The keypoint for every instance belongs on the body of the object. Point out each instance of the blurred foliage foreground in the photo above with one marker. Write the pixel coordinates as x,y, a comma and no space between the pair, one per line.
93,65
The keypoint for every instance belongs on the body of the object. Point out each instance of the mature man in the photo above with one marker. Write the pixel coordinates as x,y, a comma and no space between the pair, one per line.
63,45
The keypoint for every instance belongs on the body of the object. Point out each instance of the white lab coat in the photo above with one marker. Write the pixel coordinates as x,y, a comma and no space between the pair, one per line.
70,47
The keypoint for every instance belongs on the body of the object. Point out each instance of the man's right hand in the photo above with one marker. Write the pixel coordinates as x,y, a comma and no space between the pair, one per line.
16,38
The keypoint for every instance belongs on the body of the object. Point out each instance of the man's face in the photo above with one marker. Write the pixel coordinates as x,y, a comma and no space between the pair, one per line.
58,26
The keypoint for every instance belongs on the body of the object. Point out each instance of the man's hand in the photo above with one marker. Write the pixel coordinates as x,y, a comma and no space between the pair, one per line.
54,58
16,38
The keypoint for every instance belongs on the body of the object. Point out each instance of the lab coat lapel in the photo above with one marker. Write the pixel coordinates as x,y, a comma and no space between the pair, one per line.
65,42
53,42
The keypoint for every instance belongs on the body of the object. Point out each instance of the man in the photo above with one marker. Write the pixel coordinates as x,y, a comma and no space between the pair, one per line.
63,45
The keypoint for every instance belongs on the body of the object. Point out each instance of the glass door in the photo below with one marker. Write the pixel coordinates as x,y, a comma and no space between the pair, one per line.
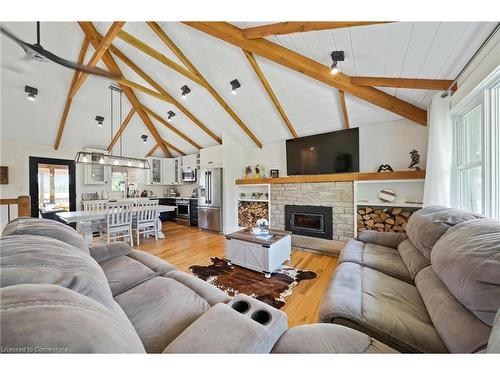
52,187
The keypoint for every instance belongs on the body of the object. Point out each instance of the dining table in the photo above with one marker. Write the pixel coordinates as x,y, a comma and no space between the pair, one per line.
86,219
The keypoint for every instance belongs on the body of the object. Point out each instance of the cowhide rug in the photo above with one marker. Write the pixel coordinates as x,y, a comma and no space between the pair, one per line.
234,279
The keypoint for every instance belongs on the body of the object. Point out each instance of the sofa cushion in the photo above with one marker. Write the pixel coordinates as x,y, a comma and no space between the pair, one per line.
328,338
467,260
381,306
104,252
380,258
494,341
389,239
53,319
45,228
427,225
459,329
412,258
160,309
31,259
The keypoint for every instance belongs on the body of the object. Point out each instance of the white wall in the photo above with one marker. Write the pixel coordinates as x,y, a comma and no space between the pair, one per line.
384,143
232,159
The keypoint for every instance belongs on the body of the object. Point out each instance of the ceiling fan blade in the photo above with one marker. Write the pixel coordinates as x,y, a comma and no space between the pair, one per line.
58,60
75,66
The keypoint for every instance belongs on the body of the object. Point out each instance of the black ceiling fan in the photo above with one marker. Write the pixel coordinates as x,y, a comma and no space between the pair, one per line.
35,52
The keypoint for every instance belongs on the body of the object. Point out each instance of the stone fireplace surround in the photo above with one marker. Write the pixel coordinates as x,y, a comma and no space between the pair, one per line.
338,195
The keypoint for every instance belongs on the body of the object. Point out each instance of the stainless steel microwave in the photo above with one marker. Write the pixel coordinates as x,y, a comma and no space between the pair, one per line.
189,175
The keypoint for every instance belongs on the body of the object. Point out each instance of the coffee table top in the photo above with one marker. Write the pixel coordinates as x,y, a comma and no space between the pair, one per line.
247,235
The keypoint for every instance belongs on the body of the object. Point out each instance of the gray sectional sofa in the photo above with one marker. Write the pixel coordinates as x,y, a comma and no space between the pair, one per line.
437,290
58,295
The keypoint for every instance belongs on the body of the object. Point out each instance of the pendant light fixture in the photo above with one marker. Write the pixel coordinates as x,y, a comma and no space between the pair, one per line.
88,157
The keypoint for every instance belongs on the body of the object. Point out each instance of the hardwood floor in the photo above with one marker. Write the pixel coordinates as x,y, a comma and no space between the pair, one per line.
184,247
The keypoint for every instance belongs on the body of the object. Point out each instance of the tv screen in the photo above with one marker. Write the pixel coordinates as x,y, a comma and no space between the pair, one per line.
334,152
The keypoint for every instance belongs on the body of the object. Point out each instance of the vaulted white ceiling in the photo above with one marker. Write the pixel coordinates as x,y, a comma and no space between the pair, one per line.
430,50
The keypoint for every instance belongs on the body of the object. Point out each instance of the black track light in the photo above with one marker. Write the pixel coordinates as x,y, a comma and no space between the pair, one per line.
31,92
170,114
184,91
99,120
336,57
235,84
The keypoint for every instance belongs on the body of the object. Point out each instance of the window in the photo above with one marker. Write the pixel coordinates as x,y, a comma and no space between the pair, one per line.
476,153
468,161
118,179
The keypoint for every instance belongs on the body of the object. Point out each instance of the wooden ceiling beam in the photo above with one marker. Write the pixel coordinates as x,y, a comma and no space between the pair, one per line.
170,44
343,105
141,46
310,68
121,129
172,128
166,96
406,83
282,28
174,148
270,92
152,150
69,99
100,50
92,34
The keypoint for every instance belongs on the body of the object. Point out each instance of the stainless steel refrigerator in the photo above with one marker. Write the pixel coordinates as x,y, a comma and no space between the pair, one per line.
210,199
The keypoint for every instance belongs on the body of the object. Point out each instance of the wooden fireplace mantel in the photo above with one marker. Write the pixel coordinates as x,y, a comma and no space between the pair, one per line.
338,177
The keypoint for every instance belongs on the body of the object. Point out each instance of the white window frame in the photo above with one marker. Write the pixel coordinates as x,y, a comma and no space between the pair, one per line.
486,95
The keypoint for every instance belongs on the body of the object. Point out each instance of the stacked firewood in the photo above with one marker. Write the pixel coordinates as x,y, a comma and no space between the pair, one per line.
250,212
383,219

——

- WORK ORDER
What you write should match the entries exactly, except that the pictures are dropped.

- EXERCISE RESPONSE
The keypoint for every instance belongs on the body of the object. Point out each instance of the blurred foliage foreground in the photo above with one marker. Write the pixel coordinates as x,y, a comma and no space between the pair, one per line.
93,65
The keypoint for every instance belongs on the body of the object. Point out each instance of the mature man in the photo above with one marker. Write the pixel coordinates as x,y, a comma and no space between the pair, one per line.
63,45
The keypoint for every instance belongs on the body of the object. Point out each instance of the white lab coat in the photo above with one marker. Write the pixel coordinates as x,y, a comma and no space between the pair, one per line.
70,47
The keypoint for every instance belongs on the body of the object. Point out each instance of the man's right hand in the photo above with one marker. Write the pixel coordinates as x,y, a comma and no space between the pair, one per line.
16,38
The keypoint for every instance belongs on the body of the object. Point out each instance of the man's face in the photo above with one marker. Write the pixel coordinates as x,y, a comma and no space between the pair, one per line.
58,26
The keypoint for every instance belongs on the body of the object. Point out each instance of the man's hand in the photo above with one marker. Write the pixel coordinates as x,y, a comma and no space between the pair, one per line.
54,58
16,38
The keypoint for every instance belongs on the body of the object. Point out each instance of the lab coat lapel in the photo above with one marker. Write the pixel coordinates as x,y, a comma and no space between the pair, one per line.
65,42
53,42
The keypoint for every instance belongs on the body of the object. Point out each instance of the man in the photo above with one marker. Write the pixel coordinates as x,y, a comma and no space between the pair, one per line.
63,45
The keypoint for every instance belongs on the body of the object. Point out each instance of the glass door in the photo below with one marker. Write the pixel coordinates as x,y, a comma and no space between the pair, one per line.
52,187
The keypoint for every instance belongs on the body of the object. Point out each instance of the dining table in the photo above with one marker. Write the pixel coordinates as x,y, a comma and no space between the pair, one per line.
86,219
The keypoint for every instance belongs on the body of the object. Point out each instance of the cowhide rug in the photo above with one marker. Write the pixel coordinates as x,y, a comma and no space between the pair, one per line.
234,279
The keypoint for every instance belongs on the body of the object. Point out each instance of the sofa cushion in the photo above with one marker. Write the pixel coordinates as x,y, a comma and no space between the pair, one per line.
328,338
467,260
381,306
104,252
380,258
494,341
389,239
53,319
45,228
427,225
459,329
412,258
160,309
31,259
The keypoint for every instance belongs on the body of the object. Point out each instance of the white wall in the photo above with one marker. Write the pixel coordinates as x,y, a comma and no space between the pair, one per line.
384,143
232,159
The keypoint for every instance belongs on the body of the object. Point out each instance of the ceiling fan blade in the photo above with one marker. Write the pixel coordinates as x,y, a comma and no space between the pair, one per line.
58,60
75,66
The keypoint for every instance belongs on the body of the object. Point out each instance of the black ceiling fan in the photo above with one marker. Write the pixel coordinates as x,y, a comma and no space between the pair, one per line.
35,52
The keypoint for every instance belongs on the body of the object. Point out each instance of the stone fireplace surround in the photo above with one marker. Write the pixel coordinates as x,y, a comma and no space between the pair, one per line.
338,195
The keypoint for every instance belongs on the body of the object. Point out each instance of the stainless steel microwave in the photo above with one marker. Write the pixel coordinates as x,y, a comma and no space between the pair, one per line.
189,175
The keypoint for every instance belongs on the body of the object. Point out each instance of the coffee table top in the photo above with one marker. Write the pixel coordinates as x,y, a comma and no space between the pair, one per line.
247,235
The keypoint for every instance belongs on the body of the object. Point out each instance of the gray sectional sofa in the photo above with one marker. Write the pixel coordinates as x,y, a comma and no space between the pair, one per line.
437,290
58,295
The keypoint for every instance belongs on the body of the object. Point out each instance of the pendant light fixture in the photo above with one marker. Write the pixel coordinates as x,y, a comma and no space between the pair, one per line.
88,157
The keypoint for every instance belongs on the body of the object. Point out each instance of the hardwood floor in the photo above with one marker. Write the pixel coordinates as x,y, a comma and no space between the pair, one per line.
184,247
The keypoint for every instance belongs on the body of the object. Point out each instance of the tv screen in the photo above with one marker. Write the pixel coordinates as x,y, a comma and no space between the pair, one per line.
334,152
The keypoint for every instance belongs on the body of the object. Point out each instance of the vaulted white ceiling in the photo above with one marker. Write the pixel coordinates as x,y, a comma and no space between the pair, one per line.
430,50
The keypoint for every instance belongs on the body of the object. Point out each instance of the black track light in the photo above with one marker. Write the pixel coordinates as x,y, a comma and no space between the pair, one per line.
31,92
170,114
184,91
99,120
336,57
235,84
The keypoint for every instance belongs on the body of the object. Point out each instance of the window in the photo above with one marker. Write the pixel coordinates as x,y, a comma and no space between the pair, one per line.
476,153
468,161
118,179
The keypoint for every instance belongs on the body of the object. Point out each instance of the wooden ceiling beam in the photo above with one marker. Write the pixel coordinates as x,y, a comma and no space between the pair, one per line.
170,44
343,105
141,46
310,68
121,129
172,128
166,96
406,83
282,28
174,148
270,92
152,150
69,99
100,50
92,34
The keypoint for every instance belongs on the body of the object. Point out each instance of the stainless steel refrigerator in the photo above with one marker. Write the pixel coordinates as x,y, a comma and no space between the pair, one per line.
210,199
The keypoint for every instance belongs on the body of the object. Point out each instance of the wooden fireplace mantel in the photo above with one marker. Write the pixel coordinates as x,y, a comma and no space between the pair, one per line.
338,177
The keypoint for every instance belongs on the body of the object. Point out each instance of the white window frame in the photo above with one marker. Write the pixel coordinates as x,y, a comma and no space between the pair, one per line.
486,95
The keypoint for every instance belongs on the body of the object. Point out each instance of the stacked firewood in the photo above with one marker. Write the pixel coordinates as x,y, a comma and no space between the pair, one per line.
250,212
383,219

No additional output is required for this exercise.